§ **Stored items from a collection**
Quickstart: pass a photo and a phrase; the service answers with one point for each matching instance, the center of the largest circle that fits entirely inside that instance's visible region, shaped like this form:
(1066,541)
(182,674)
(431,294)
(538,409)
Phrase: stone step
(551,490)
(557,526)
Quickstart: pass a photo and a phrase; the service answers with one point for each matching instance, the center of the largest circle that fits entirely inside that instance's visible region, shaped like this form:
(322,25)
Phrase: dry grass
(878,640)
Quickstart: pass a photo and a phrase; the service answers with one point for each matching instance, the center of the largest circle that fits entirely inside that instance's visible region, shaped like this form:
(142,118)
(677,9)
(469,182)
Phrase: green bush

§ **WHAT TO PRODUCE**
All records are to be printed again, exactly and completely.

§ **RESPONSE TO THIS EXERCISE**
Quickstart: pass a photo and a phrase; the service answers with one point for each matching instance, the center of the largest circle that fits entirely inside that instance's visible region, shaped like this form:
(1066,541)
(182,674)
(431,294)
(538,409)
Phrase: stone step
(551,490)
(557,526)
Quickstart: pass a photo and a phrase; the service answers with one point for each matching instance, the center of the largest circle that fits entirely inside that instance's visible region, shaped like this form:
(322,25)
Phrase: dry grass
(878,640)
Quickstart: pass a photo and a phrase; the service answers with one point for each matching instance, the center of the largest circle that fits entirely inside that instance's visible region, shaped like this form:
(142,118)
(677,9)
(469,182)
Phrase: green bush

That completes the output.